Texto em estudo -

····················

Antonio Martins

China: A Quarta Geração e seu desafio
(Porto Alegre 2003)

O que farão os novos dirigentes chineses diante das pretensões imperiais de Washington e das tensões internas provocadas pela desigualdade?

Os nove dirigentes são cultos, brilhantes e relativamente jovens. Liderados por Hu Jintao e apresentados em 16 de novembro, ao final do 16º Congresso do Partido Comunista Chinês, ocuparão a Comissão Permanente do Politburo -- núcleo central do poder, na nação mais populosa da Terra[1]. Sua escolha representa uma transição ousada, rara na tradição dos PCs. Dos antigos dirigentes máximos, apenas um (o próprio Hu, novo secretário-geral) permaneceu. Deixaram seus postos, além disso, todos os generais com mais de 70 anos (nove dos onze integrantes da Comissão Militar Permanente). O processo estendeu-se ao interior do próprio Comitê Central, o círculo mais amplo de comando do partido e do país: em mais da metade das 356 cadeiras, houve substituição.

A ousadia reflete a confiança extraordinária que parece dominar os governantes chineses, após duas décadas de introdução gradativa de mecanismos de mercado na economia. Em contraste com o crescimento medíocre e os riscos de depressão que marcam EUA, Europa ou Japão, a China registra, há mais de dez anos, taxas de crescimento em torno de 10% ao ano. Se calculado segundo o critério de preços correntes, seu PIB já é o segundo do planeta. O número de usuários de telefones celulares já é o maior do mundo; o de habitantes com acesso à Internet é o segundo; e o de acadêmicos com grau de PhD deve superar o dos EUA, no ano 2010. No discurso que pronunciou, ao abrir o 16º Congresso, o antigo secretário-geral, Jiang Zemin, expressou otimismo assombroso em relação à atual ordem internacional. “O desenvolvimento da tendência de multipolarização mundial e de globalização econômica trouxe oportunidades e condições favoráveis à paz e ao desenvolvimento. (...) O mundo está avançando para as metas de luz e progresso”, disse ele.

····················

Entradas salvas
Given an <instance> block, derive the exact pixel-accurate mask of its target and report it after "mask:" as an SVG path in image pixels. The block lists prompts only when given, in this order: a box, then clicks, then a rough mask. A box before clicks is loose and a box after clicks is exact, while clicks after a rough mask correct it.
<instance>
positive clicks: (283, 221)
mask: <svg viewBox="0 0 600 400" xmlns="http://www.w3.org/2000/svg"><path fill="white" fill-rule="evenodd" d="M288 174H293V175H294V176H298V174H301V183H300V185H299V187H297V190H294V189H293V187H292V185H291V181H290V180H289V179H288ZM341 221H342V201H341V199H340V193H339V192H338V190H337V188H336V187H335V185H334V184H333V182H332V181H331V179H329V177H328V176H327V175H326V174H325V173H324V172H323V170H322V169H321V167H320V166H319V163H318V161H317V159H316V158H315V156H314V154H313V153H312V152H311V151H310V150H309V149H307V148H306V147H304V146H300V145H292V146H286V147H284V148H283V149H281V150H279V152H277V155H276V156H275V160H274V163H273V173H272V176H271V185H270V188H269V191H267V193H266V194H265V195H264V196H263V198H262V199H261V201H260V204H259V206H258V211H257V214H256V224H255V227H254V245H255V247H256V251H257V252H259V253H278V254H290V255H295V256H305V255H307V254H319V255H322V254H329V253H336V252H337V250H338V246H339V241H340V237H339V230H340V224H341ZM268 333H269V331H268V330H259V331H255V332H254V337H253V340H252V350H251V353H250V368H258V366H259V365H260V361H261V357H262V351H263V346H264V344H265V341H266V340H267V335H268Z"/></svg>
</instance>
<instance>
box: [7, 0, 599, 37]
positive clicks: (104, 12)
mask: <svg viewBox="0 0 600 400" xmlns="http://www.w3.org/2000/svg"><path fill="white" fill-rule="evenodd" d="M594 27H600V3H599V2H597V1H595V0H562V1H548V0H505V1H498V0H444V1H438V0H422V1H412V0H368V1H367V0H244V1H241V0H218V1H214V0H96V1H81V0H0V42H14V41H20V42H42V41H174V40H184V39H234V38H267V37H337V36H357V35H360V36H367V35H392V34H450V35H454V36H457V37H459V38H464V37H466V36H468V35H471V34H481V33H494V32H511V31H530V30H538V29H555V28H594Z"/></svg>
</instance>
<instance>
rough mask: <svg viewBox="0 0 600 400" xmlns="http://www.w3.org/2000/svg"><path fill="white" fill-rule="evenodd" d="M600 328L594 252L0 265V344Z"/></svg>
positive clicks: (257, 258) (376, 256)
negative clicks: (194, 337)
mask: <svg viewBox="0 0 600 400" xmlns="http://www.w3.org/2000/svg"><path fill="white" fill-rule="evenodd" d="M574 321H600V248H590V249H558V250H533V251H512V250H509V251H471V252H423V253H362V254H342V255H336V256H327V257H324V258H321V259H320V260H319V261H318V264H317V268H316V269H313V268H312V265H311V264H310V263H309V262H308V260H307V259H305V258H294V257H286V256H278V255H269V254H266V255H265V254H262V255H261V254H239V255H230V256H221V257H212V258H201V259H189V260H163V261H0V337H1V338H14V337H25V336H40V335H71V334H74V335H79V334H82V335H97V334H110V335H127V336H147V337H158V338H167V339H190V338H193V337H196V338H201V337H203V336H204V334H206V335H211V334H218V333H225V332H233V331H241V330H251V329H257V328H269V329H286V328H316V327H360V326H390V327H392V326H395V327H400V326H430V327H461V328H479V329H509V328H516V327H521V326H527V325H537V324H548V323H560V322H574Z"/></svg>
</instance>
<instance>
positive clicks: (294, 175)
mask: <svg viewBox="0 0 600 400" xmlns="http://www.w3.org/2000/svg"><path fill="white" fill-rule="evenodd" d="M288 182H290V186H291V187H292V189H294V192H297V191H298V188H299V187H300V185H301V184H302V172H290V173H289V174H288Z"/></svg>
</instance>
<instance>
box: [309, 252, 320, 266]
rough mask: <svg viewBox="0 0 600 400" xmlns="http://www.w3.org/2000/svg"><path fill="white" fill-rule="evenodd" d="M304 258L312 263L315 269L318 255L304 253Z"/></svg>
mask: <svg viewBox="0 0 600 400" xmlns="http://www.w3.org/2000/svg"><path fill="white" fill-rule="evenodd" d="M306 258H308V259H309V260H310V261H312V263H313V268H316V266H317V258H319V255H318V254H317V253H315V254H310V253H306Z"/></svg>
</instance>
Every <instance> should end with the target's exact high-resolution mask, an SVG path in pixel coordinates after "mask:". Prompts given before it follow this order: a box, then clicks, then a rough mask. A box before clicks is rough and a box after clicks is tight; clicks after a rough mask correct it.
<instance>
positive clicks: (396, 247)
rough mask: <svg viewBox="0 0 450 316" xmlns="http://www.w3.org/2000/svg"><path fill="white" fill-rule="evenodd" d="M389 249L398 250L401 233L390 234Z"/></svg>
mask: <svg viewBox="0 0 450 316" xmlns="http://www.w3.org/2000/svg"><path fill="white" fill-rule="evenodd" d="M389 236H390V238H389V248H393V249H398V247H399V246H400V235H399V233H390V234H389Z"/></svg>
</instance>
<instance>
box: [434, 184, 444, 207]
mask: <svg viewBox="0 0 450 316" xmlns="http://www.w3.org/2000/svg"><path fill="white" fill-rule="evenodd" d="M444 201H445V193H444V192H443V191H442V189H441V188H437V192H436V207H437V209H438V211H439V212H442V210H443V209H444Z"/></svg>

····················

Tarefa pendente - Prossiga o texto sobre a quarta geração de dirigentes chineses a partir de onde ele para. As entradas são um material à parte, sem relação com o texto.

Campo de resposta -
Conhecidos na China como a “Quarta Geração[2]”, os novos dirigentes do PC são produto de um projeto estratégico que vislumbra a oportunidade de transformar o país na maior potência econômica do mundo, mas rejeita confrontos com o capitalismo. Este plano, contudo, está ameaçado pelo papel imperial que os EUA agora procuram exercer, e pelas contradições internas provocadas por crescentes desigualdades. As tensões já começaram a aparecer, tanto nas análises de estudiosos sobre a China quanto em alguns discursos oficiais.

Mercado, disciplina e meritocracia

O ambiente partidário que permitiu o ascenso dos novos dirigentes está descrito em Disidai (A Quarta Geração), um livro cuja publicação é sinal das mudanças por que passa a vida política chinesa. Disidai saiu em chinês há alguns meses. É assinado por Zong Hairen, assumidamente um pseudônimo. O autor já havia lançado outras obras, colabora com um jornal econômico em Hong Kong e pertence ao Partido Comunista. Afirma que teve acesso aos arquivos secretos da Secretaria de Organização do partido, onde são cuidadosamente arroladas informações sobre os candidatos a postos de direção. Com base neles, antecipou com notável precisão os nomes dos eleitos para a Comissão Permanente do Politburo e traçou seu perfil detalhado.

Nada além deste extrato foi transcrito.